# Exercises to complete:
A) In the post on the Yankees' final road trip, how many at-bats will Aaron Judge finish the season with?
B) Extend the post on the Yankees' final road trip, starting after its last sentence.
══ Text
Thoughts prior to the final road trip of the season


Yesterday afternoon the Yankees wrapped up a successful ten-game homestand in which they went 7-3. It feels like it could have been better because they lost three of the last four games, but 7-3 is still pretty good. Now the Yankees are heading out on a long eleven-game road trip through Boston, Tampa, and Toronto. Come the end of that trip we’ll know whether the Yankees are really in this race. Going to be fun. Nerve-racking, but fun. Anyway, I have some thoughts.

1. The Aaron Judge injury stinks for multiple reasons. First and foremost, he’s losing at-bats and experience against big league pitching, which brings his adjustment period to a screeching halt. Those reps have a lot of value. Secondly, we won’t be able to watch him hit the occasional massive dinger. It’s been far too long since the Yankees had a guy who can hit baseballs as far as Judge. And thirdly, the team defense takes a hit. Rob Refsnyder might be an offensive upgrade in right field, at least in terms of on-base ability, but the defensive drop-off will be noticeable. It would have been nice to see Judge get hot and finish the season strong so he could head into the offseason feeling good about things. Alas, it was not meant to be. I think Judge will be perfectly fine though. He seems really even-keeled.

2. One more quick note on Judge: because his season is over, he will retain his rookie (and prospect) eligibility next season. He doesn’t come close to exceeding the service time limit for rookies (45 days outside September) and he’ll finish the season with 84 at-bats, well short of the 130 at-bat cutoff for rookie status. Judge will still be Rookie of the Year eligible next season and you’ll see him on all the prospect lists too. That should be interesting. Several publications, most notably Baseball America and, dropped Judge in their rankings last year because he struggled when he got to Triple-A. He figured out Triple-A this year and struggled after getting to MLB. Will Judge fall in the rankings again, or will prospect rankers look at his history of making adjustments and give him the benefit of the doubt? My guess is the former. It’s so much easier to drop a guy in the rankings in favor of the new hotness in A-ball than it is to stick to a ranking when a talented upper level guy struggles.
════
══ Data excerpt
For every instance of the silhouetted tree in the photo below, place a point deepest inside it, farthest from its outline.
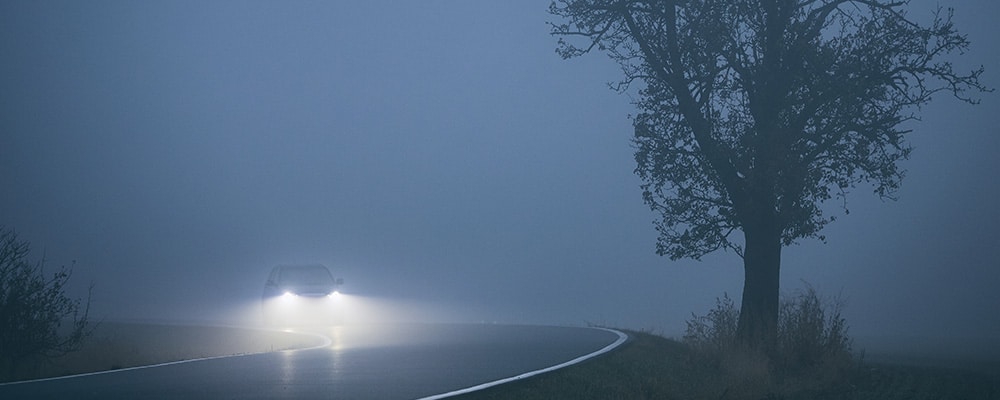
(755, 112)
(34, 308)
════
# Exercise results:
A) 84 at-bats.

B)
3. I’m glad Mason Williams has been called up but I understand he’s not going to play all that much. Refsnyder and, once healthy, Aaron Hicks figure to be the Joe Girardi‘s go-to right fielders down the stretch. And once Hicks returns, he’ll likely get any spot start duty in center field too. Williams might only get to play defense in the late innings for Refsnyder — he took over in right field yesterday after Refsnyder was lifted for a pinch-hitter in the seventh inning — and soak up some at-bats late in blowouts. That’s better than nothing. Williams is not a top prospect anymore but he still has really nice skills, namely his bat-to-ball ability and top notch defense, so he could still be useful down the road. He has an option left for next season and I expect the Yankees to take advantage of it and stash Williams in Triple-A. I’d be very surprised if he’s an offseason 40-man roster causality. The Ben Gamel trade puts Mason at the front of the line for a call-up next season whenever an outfielder is needed.

(Jason O. Watson/Getty
(Jason O. Watson/Getty

4. I do find it kinda funny that after releasing Alex Rodriguez last month, the Yankees went out and signed Billy Butler to be their right-handed platoon DH last night. The circumstances are totally different, of course. Rosters are expanded now, so carrying a limited player like that is no big deal. Also, Butler is ten years younger than A-Rod, so the chances of him finding it for a few weeks are much higher. But still, it’s kinda funny. The Yankees are tentatively scheduled to face seven left-handed starters during this eleven-game road trip, including three in Boston this weekend, so something had to be done. Austin Romine couldn’t be their primary righty DH these last 17 games. Hopefully Butler hits a random big home run like Chris Young after he was picked up off the scrap heap in 2014. Unlike Young though, Butler is not worth bringing back next season. Way too limited. Plus he’s kind of a jerk.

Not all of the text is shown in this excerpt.